Julius Heinemann: Camera Lucida, installation view, Roman Road, London, 22 Sep – 20 Oct 2014. Courtesy of Roman Road and the artist.

“When does art occur? Is art really created, or does it already exist and is in fact a process of discovery or rediscovery? Can an artist, when developing an exhibition, also double as a visitor? In other words can an artist, like a spectator, share the same initial experience when engaging with space, if the space itself is an integral part of the work?”  

– Victor Wang, ‘The Gallery as Site and Subject’, Roman Road, 2014

 

The myth of the gallery as a neutral space was debunked a long time ago. The “white cube” model, far from being a disinterested blank holder of art, is in fact an historical construct with specific aims and consequences. An understanding of the gallery as context (rather than lack thereof) has been crucial to developing exhibition practices and to the development of exhibition studies as an integral part of the study of art history.

 

Recently, a number of galleries have been moving beyond the white cube model and offering a vision of the gallery as a specific, rather than generic, container for art with important spatial, temporal, geographical and social qualities. The white cube model, on the other hand, seeks to eliminate the specificity of the art-viewing experience by shutting out both recognition of the outside world, and the personalised role of the viewer.

◆ What you will do:
1. Retype the passage on the gallery as a space word for word, beginning at the words "The myth of" and stopping after the words "of art history.".
2. Show every line of the listing that contains the string "spreadsheet".

◆ Source records:
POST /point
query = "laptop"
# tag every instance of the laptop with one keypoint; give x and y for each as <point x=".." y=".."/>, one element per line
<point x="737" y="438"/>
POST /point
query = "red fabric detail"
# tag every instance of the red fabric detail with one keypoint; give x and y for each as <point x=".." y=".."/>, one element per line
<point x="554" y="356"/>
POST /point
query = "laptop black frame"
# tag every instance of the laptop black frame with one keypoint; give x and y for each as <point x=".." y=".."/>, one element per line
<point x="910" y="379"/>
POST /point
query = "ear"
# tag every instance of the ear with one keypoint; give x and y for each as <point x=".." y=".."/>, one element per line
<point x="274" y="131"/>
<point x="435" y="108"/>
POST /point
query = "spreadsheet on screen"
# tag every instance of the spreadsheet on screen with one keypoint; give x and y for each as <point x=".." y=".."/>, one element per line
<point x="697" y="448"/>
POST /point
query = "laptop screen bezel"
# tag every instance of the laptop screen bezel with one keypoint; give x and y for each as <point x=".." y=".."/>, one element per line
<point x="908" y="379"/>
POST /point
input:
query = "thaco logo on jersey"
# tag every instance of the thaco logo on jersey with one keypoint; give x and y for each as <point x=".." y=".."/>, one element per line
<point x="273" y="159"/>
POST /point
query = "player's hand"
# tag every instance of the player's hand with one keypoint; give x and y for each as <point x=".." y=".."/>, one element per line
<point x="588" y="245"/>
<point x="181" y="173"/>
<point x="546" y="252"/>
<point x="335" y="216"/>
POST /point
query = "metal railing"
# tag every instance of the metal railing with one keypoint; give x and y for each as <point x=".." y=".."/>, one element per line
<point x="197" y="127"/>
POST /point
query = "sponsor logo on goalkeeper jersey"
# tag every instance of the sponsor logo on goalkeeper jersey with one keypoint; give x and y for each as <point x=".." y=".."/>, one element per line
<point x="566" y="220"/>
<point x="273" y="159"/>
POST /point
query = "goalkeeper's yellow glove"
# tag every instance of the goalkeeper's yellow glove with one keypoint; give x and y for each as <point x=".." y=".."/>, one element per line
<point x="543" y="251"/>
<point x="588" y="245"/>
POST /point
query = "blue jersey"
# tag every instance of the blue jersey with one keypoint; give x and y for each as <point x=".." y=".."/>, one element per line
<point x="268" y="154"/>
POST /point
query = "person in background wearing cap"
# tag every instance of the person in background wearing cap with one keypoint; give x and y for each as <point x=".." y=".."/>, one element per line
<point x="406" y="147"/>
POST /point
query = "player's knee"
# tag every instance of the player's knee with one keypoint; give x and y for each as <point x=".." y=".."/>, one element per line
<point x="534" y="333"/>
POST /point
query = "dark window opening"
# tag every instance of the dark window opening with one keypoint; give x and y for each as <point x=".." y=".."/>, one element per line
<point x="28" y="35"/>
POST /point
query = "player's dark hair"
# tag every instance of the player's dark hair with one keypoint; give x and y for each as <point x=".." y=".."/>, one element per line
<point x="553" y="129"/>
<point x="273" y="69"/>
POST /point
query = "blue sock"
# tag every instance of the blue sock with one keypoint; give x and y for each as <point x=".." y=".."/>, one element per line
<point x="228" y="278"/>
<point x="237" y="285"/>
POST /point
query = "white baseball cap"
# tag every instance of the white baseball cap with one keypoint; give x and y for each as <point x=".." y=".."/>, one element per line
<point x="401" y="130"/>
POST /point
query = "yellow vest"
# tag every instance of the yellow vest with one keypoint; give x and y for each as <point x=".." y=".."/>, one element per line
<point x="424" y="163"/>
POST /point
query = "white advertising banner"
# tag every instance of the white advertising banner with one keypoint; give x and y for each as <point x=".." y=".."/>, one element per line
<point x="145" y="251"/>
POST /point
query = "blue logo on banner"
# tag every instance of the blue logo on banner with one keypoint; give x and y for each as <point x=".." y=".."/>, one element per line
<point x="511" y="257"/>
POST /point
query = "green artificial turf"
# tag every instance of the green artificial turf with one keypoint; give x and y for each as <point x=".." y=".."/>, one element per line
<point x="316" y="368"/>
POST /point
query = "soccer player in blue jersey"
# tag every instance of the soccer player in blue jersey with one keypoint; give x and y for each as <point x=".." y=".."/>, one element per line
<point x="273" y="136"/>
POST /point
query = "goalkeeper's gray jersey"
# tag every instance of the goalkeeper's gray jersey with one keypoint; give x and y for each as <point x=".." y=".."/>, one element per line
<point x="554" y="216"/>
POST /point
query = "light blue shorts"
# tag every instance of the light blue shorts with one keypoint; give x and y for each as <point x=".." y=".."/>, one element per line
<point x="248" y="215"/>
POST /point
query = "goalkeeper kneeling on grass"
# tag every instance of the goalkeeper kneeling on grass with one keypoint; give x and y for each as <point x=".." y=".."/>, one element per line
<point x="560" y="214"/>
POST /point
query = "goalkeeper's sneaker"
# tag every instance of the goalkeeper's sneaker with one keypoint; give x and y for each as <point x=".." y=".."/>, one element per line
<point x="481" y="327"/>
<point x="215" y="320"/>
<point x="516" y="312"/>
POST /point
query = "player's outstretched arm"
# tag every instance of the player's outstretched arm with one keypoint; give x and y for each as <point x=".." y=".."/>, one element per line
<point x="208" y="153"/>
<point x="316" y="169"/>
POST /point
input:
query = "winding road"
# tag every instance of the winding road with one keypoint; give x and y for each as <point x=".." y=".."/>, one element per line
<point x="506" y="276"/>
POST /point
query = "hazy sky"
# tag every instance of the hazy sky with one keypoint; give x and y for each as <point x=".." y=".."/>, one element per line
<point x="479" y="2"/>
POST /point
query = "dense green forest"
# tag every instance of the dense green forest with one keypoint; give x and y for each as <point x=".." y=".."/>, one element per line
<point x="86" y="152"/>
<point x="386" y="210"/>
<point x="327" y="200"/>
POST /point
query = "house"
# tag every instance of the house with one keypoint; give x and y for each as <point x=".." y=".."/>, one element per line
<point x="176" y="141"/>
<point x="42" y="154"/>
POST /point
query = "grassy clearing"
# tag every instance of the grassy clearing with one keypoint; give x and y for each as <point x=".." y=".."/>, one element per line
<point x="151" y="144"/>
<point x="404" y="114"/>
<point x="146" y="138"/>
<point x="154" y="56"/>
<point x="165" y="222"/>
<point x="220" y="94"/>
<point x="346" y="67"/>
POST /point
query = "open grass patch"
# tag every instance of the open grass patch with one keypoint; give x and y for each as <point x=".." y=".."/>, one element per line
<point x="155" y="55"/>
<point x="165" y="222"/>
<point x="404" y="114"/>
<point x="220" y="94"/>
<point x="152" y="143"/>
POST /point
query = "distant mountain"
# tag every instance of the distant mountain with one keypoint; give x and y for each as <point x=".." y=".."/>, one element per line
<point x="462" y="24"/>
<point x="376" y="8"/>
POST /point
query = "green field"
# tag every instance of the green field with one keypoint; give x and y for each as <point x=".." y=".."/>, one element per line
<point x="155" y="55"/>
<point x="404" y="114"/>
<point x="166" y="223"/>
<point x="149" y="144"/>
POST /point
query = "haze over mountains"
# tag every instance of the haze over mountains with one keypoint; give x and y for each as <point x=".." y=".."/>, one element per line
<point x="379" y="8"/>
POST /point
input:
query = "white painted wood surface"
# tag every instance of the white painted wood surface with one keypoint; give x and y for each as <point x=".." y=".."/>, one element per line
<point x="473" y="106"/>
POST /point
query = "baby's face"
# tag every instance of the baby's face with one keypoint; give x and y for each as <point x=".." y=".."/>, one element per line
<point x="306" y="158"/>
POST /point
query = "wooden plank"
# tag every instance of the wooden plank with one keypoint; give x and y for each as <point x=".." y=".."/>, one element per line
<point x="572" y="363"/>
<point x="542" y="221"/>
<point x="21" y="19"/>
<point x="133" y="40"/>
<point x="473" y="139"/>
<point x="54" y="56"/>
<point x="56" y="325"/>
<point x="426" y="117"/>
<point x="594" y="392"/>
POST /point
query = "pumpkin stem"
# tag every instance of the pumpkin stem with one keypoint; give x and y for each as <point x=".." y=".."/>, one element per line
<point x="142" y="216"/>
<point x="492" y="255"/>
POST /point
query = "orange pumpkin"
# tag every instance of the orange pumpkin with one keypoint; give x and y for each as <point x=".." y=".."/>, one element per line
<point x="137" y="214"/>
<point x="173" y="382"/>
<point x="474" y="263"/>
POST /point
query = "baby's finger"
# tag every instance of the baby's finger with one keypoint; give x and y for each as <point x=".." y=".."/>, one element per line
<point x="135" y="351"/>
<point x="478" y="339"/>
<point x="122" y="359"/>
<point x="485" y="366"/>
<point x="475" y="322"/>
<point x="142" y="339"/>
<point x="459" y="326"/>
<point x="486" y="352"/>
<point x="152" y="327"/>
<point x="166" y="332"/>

◆ Answer list:
1.
The myth of the gallery as a neutral space was debunked a long time ago. The “white cube” model, far from being a disinterested blank holder of art, is in fact an historical construct with specific aims and consequences. An understanding of the gallery as context (rather than lack thereof) has been crucial to developing exhibition practices and to the development of exhibition studies as an integral part of the study of art history.

2.
query = "spreadsheet on screen"
# tag every instance of the spreadsheet on screen with one keypoint; give x and y for each as <point x=".." y=".."/>, one element per line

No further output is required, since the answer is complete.